======== Excerto para leitura
Em causa poderão estar dois crimes: peculato de uso ou falsas declarações. “Se estivermos a discutir a utilização abusiva de um bem que tinha valor para a comunidade, se chegarmos à conclusão que este bem – as doses da vacina – foram utilizadas para fins alheios àqueles que estavam destinados podemos estar perante um crime de peculato de uso” que tem um enquadramento criminal que pode ir até um ano de prisão.

Por outro lado, em referência ao caso da mulher do administrador do hospital Narciso Ferreira, em Vila Nova de Famalicão, que foi declarada como sendo médica, o advogado considera que, a confirmar-se, este caso poderá ser entendido como “um crime de falsas declarações para a obtenção da vacina”, o que é também “punível com a mesma moldura penal até um ano”.
================
======== Dados fornecidos
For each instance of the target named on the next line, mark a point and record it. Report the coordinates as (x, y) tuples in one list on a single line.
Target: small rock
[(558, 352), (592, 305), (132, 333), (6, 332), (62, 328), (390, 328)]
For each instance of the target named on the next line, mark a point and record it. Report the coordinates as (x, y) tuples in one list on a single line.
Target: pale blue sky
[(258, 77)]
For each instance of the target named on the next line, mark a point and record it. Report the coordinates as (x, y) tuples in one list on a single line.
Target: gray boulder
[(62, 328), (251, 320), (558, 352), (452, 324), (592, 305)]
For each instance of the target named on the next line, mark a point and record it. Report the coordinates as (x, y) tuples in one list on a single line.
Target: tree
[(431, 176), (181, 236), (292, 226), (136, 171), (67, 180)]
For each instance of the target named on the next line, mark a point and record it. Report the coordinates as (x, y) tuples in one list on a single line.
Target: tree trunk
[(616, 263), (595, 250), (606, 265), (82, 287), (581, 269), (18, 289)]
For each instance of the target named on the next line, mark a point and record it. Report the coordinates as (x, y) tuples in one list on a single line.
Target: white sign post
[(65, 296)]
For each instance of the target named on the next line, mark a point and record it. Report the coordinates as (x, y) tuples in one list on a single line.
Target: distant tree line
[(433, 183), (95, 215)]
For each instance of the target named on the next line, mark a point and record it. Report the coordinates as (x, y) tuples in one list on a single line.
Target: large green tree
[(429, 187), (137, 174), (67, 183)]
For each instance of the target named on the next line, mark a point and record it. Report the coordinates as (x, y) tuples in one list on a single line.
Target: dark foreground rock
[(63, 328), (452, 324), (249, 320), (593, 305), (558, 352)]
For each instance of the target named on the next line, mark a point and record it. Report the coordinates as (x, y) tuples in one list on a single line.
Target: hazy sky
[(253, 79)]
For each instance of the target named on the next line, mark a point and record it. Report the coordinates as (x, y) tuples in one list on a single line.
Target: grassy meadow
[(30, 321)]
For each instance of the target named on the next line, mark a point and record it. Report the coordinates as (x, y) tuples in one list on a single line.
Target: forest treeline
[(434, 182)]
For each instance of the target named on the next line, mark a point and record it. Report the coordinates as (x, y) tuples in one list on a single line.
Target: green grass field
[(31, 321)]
================
▸ **Objetivo da tarefa**
Reescreva o trecho do excerto sobre os possíveis crimes ligados à vacinação, desde "Em causa poderão" até "ano de prisão.", trocando "comunidade" por "população".

▸ **Resposta escrita**
Em causa poderão estar dois crimes: peculato de uso ou falsas declarações. “Se estivermos a discutir a utilização abusiva de um bem que tinha valor para a população, se chegarmos à conclusão que este bem – as doses da vacina – foram utilizadas para fins alheios àqueles que estavam destinados podemos estar perante um crime de peculato de uso” que tem um enquadramento criminal que pode ir até um ano de prisão.